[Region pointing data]
......

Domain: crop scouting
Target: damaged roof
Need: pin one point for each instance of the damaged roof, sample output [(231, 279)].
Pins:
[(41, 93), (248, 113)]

......

- _Exercise directions_: The response must contain each line above that holds the string "damaged".

- _Exercise solution_:
Target: damaged roof
Need: pin one point for each instance of the damaged roof, sample output [(231, 279)].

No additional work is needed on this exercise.